> AUSGANGSTEXT
================================

Cao Fei. Meta-mentary: Hug Yue
Wenn man die lange Halle des unterirdischen Kunstbaus des Münchner Lenbachhauses betritt, betritt man einen stillen, isolierten Raum. Auf Linie mit den Konventionen von Ausstellungsräumen ist es doch bemerkenswert, fahren doch nur wenige Meter darunter die U-Bahnen in die Station Königsplatz ein und aus. Dies gilt umso mehr, als dass die Außenwelt in Form des langgestreckten Grundrisses des Raumes, der Säulen und der leichten Wölbung, die an den darunter liegenden Bahnsteig erinnert, in den Raum eindringt. Eine große Glasfront gibt schließlich am hintersten Ende den Blick auf die Pendler frei, die mit der Rolltreppe ab- und zufahren, alle auf dem Weg, alle in einer Passage.
Cao Feis Münchner Ausstellung "Metamentary" legt den Fokus ganz auf diese Gleichzeitigkeit von Kontakt und Isolation und ihre sehr unterschiedlichen Formen der Wirkung auf den Menschen. Tief verwurzelt in der postdigitalen Praxis, beschränkt Cao Fei ihre Untersuchungen dennoch nicht auf den virtuellen Raum, obwohl sich viele Arbeiten mit Umgebungen wie dem 2002 gegründeten Online-Universum Second Life beschäftigen und dessen Möglichkeiten ausnutzen. Vielmehr bietet Fei auch Untersuchungen von gebauten Realitäten an, wie ein Theater in einem ehemaligen Industriegebiet, das vor den Olympischen Spielen 2008 in Peking stillgelegt wurde und vorher ein Zentrum chinesischer Technologieproduktion nach russischem Vorbild war. Ihre Arbeit "Hongxia" (2019) archiviert Architektur, Objekte und Administration, um die herum sich das soziale Leben abspielte und an das von ehemaligen Bewohner:innen und Verantwortlichen erinnert wird. Bereits hier wird der Aspekt der (äußeren) Einflussnahme auf die Strukturierung des Gemeinwesens (und der Industrie) betont - Entwürfe für Wohnungen und Produktionsanlagen stammten aus Russland, die Implementierung stieß allerdings auf Widerstände. In ähnlicher Weise handelt "MatryoshkaVerse" von der Grenzstadt Manzhouli, in der China und Russland aufeinandertreffen. Der Vergnügungspark der Stadt, bringt die weit entfernten Moskauer Sehenswürdigkeiten vor Ort. Der räumliche Sprung wird begleitet von Ansichten des Naturhistorischen Parks, in dem riesige Mammuts die Vergangenheit aufleben lassen. Während diese Grenzübertritte forciert werden, bedeutet der bewachte Grenzzaun an beider Länder Staatsgrenzen unmissverständlich das Gegenteil; und die Verlassenheit der Orte ein Scheitern.

================================

> ÜBUNGSAUFGABEN
1 - Fasse den Ausgangstext in zwei Sätzen zusammen.
2 - Gib den Abschnitt des Ausgangstextes zwischen „Cao Fei. Meta-mentary: Hug“ und „in einer Passage.“ einschließlich erneut wieder und tausche dabei „Pendler“ gegen „Fahrgäste“ aus.

================================

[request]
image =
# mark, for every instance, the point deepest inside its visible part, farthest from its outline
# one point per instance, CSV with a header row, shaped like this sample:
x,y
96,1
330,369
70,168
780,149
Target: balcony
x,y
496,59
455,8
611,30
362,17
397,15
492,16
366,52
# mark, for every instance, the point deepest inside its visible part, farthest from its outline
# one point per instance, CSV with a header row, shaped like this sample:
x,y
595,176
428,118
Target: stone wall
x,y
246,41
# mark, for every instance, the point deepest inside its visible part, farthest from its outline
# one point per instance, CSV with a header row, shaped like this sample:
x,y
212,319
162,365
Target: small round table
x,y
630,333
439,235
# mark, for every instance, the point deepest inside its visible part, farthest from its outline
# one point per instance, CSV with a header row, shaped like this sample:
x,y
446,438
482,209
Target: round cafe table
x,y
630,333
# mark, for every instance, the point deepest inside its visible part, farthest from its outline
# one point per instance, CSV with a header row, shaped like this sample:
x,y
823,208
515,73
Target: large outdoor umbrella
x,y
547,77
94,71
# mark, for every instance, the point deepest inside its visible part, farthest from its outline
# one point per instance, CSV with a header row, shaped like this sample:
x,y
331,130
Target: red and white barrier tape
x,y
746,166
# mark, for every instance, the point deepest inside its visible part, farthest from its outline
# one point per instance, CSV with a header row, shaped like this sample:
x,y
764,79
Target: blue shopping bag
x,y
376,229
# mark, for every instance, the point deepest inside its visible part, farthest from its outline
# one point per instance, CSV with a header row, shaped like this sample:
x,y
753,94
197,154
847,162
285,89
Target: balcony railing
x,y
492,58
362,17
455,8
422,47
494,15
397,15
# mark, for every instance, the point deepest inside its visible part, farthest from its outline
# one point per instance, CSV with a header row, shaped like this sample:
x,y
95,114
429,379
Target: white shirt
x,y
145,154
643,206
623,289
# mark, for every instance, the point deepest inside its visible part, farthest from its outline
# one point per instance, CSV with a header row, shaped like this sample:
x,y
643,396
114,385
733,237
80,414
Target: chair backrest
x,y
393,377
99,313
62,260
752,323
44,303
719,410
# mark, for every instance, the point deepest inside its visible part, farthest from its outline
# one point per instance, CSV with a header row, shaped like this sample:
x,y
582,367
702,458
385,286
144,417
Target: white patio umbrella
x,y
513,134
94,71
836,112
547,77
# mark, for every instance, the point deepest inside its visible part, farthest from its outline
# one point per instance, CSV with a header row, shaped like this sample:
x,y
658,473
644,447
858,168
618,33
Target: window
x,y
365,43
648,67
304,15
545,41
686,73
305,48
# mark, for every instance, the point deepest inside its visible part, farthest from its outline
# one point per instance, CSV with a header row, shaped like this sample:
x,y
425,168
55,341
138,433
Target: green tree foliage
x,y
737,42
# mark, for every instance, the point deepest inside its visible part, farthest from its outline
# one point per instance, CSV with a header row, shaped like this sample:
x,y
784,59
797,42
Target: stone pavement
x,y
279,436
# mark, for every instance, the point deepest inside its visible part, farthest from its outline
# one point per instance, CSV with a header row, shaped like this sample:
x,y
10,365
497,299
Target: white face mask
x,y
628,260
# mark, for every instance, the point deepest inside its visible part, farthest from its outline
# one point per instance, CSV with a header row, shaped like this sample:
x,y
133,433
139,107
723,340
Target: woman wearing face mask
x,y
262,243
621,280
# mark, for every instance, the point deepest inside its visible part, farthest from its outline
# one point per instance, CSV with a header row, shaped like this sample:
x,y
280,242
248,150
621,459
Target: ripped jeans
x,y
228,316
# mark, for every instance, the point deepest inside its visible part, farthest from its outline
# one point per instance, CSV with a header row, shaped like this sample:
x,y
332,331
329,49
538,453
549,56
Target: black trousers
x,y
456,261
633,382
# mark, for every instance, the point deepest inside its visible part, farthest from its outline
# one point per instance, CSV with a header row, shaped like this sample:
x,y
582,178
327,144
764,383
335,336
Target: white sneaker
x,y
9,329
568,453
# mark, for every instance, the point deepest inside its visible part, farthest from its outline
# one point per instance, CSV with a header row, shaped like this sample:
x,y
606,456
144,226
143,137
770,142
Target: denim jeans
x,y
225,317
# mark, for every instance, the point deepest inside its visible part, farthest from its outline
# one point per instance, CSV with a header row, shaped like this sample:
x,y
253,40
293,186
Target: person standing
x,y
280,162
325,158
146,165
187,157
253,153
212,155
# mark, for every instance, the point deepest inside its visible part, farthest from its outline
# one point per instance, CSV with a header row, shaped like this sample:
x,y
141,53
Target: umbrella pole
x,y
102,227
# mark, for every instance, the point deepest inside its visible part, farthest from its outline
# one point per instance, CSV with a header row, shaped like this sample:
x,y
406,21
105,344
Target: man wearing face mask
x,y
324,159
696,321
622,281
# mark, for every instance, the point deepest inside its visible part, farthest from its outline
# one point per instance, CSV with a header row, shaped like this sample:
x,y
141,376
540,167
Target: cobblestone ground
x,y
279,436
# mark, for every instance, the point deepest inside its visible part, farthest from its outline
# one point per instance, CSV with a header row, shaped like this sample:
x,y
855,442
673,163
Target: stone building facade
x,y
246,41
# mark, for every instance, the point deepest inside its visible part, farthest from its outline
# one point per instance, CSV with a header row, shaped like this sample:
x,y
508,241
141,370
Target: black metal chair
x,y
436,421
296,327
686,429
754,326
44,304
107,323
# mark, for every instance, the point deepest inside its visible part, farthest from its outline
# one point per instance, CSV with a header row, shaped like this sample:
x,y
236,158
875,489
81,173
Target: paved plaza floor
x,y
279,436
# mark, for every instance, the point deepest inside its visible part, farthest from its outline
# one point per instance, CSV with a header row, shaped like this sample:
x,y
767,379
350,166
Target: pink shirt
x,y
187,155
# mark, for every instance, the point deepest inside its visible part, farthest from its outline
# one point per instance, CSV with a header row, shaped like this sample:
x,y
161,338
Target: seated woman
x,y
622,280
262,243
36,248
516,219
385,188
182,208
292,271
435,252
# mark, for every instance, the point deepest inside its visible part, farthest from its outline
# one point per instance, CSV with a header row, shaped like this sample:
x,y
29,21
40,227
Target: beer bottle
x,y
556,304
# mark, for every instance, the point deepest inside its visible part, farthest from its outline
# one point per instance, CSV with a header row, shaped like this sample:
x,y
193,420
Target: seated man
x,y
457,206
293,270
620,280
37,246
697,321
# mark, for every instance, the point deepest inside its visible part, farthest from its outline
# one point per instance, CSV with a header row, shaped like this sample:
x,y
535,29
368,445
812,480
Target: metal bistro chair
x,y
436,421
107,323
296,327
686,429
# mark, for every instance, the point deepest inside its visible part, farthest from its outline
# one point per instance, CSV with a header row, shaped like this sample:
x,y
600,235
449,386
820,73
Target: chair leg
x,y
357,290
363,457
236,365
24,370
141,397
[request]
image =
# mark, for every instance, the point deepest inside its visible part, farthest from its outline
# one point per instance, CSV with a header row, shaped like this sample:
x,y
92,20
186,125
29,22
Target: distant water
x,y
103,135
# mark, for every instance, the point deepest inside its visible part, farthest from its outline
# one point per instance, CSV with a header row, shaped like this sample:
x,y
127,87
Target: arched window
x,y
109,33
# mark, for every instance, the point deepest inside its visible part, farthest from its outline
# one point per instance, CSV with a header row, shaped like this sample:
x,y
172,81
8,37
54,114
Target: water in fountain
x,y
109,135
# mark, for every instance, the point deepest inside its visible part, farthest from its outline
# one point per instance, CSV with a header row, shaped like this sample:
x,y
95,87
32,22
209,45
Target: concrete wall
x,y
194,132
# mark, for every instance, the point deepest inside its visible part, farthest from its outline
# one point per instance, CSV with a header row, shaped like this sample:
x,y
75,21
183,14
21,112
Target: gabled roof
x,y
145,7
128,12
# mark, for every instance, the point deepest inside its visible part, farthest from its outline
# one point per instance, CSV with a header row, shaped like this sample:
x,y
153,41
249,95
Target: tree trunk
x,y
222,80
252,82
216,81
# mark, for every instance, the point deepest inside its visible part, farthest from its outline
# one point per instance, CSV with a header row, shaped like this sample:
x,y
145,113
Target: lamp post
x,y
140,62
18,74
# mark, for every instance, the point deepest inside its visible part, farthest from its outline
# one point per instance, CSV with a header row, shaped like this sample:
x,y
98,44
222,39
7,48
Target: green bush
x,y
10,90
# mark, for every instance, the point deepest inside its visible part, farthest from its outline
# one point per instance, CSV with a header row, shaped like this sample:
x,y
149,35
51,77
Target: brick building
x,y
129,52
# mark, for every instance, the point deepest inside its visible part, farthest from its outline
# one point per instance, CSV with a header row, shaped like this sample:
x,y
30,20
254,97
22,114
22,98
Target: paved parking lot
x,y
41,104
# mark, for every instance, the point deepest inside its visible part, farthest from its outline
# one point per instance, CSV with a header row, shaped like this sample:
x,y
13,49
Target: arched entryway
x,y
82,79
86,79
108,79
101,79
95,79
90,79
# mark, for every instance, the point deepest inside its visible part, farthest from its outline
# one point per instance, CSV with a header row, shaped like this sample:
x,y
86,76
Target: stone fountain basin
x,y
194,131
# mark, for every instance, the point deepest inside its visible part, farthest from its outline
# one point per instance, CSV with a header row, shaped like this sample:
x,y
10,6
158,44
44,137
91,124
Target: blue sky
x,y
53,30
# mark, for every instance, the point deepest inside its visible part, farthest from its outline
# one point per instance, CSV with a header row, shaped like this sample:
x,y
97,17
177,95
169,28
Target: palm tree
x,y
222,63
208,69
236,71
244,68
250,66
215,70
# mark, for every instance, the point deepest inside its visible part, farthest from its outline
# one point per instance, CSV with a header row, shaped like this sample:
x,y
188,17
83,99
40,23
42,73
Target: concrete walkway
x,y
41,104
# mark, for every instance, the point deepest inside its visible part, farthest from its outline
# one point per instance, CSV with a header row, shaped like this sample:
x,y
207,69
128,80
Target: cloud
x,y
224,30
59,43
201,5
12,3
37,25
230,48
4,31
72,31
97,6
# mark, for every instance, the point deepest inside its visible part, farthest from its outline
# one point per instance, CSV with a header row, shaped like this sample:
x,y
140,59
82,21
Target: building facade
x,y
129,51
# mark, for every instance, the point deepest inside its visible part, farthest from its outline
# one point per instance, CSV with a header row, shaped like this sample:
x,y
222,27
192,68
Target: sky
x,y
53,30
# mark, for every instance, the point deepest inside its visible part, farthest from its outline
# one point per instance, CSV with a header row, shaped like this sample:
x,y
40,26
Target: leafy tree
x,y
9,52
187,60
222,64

================================

> NUMMERIERTE ANTWORTEN
1 - Cao Feis Ausstellung „Metamentary“ im unterirdischen Kunstbau des Münchner Lenbachhauses, einem stillen, isolierten Raum nur wenige Meter über der U-Bahn-Station Königsplatz, legt den Fokus auf die Gleichzeitigkeit von Kontakt und Isolation. Neben virtuellen Umgebungen wie Second Life untersucht die Künstlerin auch gebaute Realitäten, etwa ein ehemaliges Industriegebiet, das vor den Olympischen Spielen 2008 stillgelegt wurde, oder in „MatryoshkaVerse“ die Grenzstadt Manzhouli, in der China und Russland aufeinandertreffen.

2 -
Cao Fei. Meta-mentary: Hug Yue
Wenn man die lange Halle des unterirdischen Kunstbaus des Münchner Lenbachhauses betritt, betritt man einen stillen, isolierten Raum. Auf Linie mit den Konventionen von Ausstellungsräumen ist es doch bemerkenswert, fahren doch nur wenige Meter darunter die U-Bahnen in die Station Königsplatz ein und aus. Dies gilt umso mehr, als dass die Außenwelt in Form des langgestreckten Grundrisses des Raumes, der Säulen und der leichten Wölbung, die an den darunter liegenden Bahnsteig erinnert, in den Raum eindringt. Eine große Glasfront gibt schließlich am hintersten Ende den Blick auf die Fahrgäste frei, die mit der Rolltreppe ab- und zufahren, alle auf dem Weg, alle in einer Passage.